→ Work item: Reproduce every record precisely, leaving no line out.

+++ Information supplied +++

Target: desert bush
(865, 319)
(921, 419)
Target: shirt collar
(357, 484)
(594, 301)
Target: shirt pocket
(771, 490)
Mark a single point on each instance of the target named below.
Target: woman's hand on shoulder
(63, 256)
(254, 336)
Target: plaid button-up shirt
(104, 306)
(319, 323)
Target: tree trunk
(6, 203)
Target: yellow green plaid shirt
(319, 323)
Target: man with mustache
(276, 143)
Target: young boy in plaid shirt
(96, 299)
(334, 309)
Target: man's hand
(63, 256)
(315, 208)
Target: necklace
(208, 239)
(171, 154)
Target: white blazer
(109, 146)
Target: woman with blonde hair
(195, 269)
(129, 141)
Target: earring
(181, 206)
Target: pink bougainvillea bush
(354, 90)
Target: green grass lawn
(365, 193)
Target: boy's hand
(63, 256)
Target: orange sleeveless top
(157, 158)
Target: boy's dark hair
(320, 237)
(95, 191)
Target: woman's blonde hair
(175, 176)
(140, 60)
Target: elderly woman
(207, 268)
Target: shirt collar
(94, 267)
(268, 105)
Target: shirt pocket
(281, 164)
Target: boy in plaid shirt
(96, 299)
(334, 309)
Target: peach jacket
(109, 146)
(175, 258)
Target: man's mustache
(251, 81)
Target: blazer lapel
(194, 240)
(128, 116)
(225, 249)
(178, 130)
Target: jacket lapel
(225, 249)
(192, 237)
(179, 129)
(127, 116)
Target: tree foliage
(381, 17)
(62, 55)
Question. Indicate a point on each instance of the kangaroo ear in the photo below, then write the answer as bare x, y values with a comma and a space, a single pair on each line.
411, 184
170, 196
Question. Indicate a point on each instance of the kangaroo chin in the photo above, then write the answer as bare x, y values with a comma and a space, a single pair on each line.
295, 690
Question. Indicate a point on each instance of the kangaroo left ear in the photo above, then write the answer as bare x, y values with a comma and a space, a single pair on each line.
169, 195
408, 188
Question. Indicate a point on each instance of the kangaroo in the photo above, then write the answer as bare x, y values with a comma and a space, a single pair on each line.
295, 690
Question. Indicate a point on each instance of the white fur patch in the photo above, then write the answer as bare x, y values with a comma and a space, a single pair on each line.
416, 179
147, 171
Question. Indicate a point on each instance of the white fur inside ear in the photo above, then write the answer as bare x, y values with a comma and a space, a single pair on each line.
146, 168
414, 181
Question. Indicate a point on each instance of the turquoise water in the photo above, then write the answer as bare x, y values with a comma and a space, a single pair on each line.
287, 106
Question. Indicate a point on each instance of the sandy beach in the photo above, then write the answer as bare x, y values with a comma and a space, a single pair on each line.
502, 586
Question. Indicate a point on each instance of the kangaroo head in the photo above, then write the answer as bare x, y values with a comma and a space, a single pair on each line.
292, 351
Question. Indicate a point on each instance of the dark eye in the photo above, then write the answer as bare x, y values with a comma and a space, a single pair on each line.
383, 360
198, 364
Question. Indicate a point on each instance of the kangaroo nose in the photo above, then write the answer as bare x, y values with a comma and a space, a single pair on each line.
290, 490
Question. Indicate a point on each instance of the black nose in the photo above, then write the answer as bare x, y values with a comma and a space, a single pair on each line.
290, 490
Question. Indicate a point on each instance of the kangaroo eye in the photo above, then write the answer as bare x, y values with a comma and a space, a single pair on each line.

+++

→ Problem solution:
Target: desert bush
(865, 319)
(921, 419)
Target: shirt collar
(357, 484)
(594, 301)
Target: shirt pocket
(771, 490)
Mark a single point on each instance of the target named below.
Target: woman's hand on shoulder
(63, 256)
(254, 336)
Target: plaid button-up shirt
(104, 306)
(319, 323)
Target: tree trunk
(6, 203)
Target: yellow green plaid shirt
(319, 323)
Target: man with mustache
(276, 143)
Target: young boy in plaid shirt
(96, 299)
(334, 309)
Target: man's hand
(63, 256)
(315, 208)
Target: necklace
(208, 239)
(171, 154)
Target: white blazer
(109, 146)
Target: woman with blonde hair
(195, 269)
(129, 141)
Target: earring
(181, 206)
Target: pink bougainvillea bush
(354, 90)
Target: green grass lawn
(365, 193)
Target: boy's hand
(63, 256)
Target: orange sleeveless top
(157, 158)
Target: boy's dark hair
(320, 237)
(95, 191)
Target: woman's blonde hair
(175, 176)
(140, 60)
Target: elderly woman
(207, 268)
Target: shirt collar
(94, 267)
(268, 105)
Target: shirt pocket
(281, 164)
Target: boy in plaid shirt
(96, 299)
(334, 309)
Target: peach jacket
(109, 146)
(175, 258)
Target: man's mustache
(251, 81)
Target: blazer lapel
(194, 240)
(128, 116)
(225, 249)
(178, 130)
Target: jacket lapel
(225, 249)
(192, 237)
(179, 129)
(127, 116)
Target: tree foliage
(381, 17)
(62, 55)
Question. Indicate a point on each instance of the kangaroo ear in the photo below, then write the answer as bare x, y values with a comma and a space, a single pair on each line.
411, 184
170, 196
Question. Indicate a point on each instance of the kangaroo chin in the photo above, then write the answer as bare x, y values with a comma and a space, a single pair on each line.
295, 690
Question. Indicate a point on each instance of the kangaroo left ear in the photo above, then write the answer as bare x, y values with a comma and a space, a single pair on each line.
169, 195
408, 188
Question. Indicate a point on each instance of the kangaroo in the photo above, then write the answer as bare x, y values with a comma and a space, a single pair on each line.
295, 690
Question. Indicate a point on each instance of the white fur patch in the photo above, then write the answer as bare x, y values with a comma and a space, a single pair on each line.
416, 179
147, 171
Question. Indicate a point on each instance of the white fur inside ear in the photo above, then write the answer as bare x, y values with a comma and a space, a single pair on each line.
146, 168
414, 181
Question. Indicate a point on each instance of the turquoise water in the photo above, then write the answer as bare x, y values with a comma and a space, a single pair on each line.
287, 106
Question. Indicate a point on each instance of the sandy beach in the photo above, then write the answer as bare x, y values with a comma and a space, a single pair on each line.
502, 586
Question. Indicate a point on each instance of the kangaroo head in the photo above, then write the answer as bare x, y values with a comma and a space, a single pair on each line.
292, 351
Question. Indicate a point on each instance of the dark eye in the photo above, then write the answer as bare x, y values with a comma and a space, a single pair on each line.
383, 360
198, 364
Question. Indicate a point on each instance of the kangaroo nose in the photo above, then write the answer as bare x, y values with a comma and a space, a single pair on each line.
290, 490
Question. Indicate a point on each instance of the black nose in the photo above, then write the answer as bare x, y values with a comma and a space, a single pair on each line.
290, 490
Question. Indicate a point on each instance of the kangaroo eye in the photo above, then write the answer as bare x, y values with a comma and a space, a single pair on each line.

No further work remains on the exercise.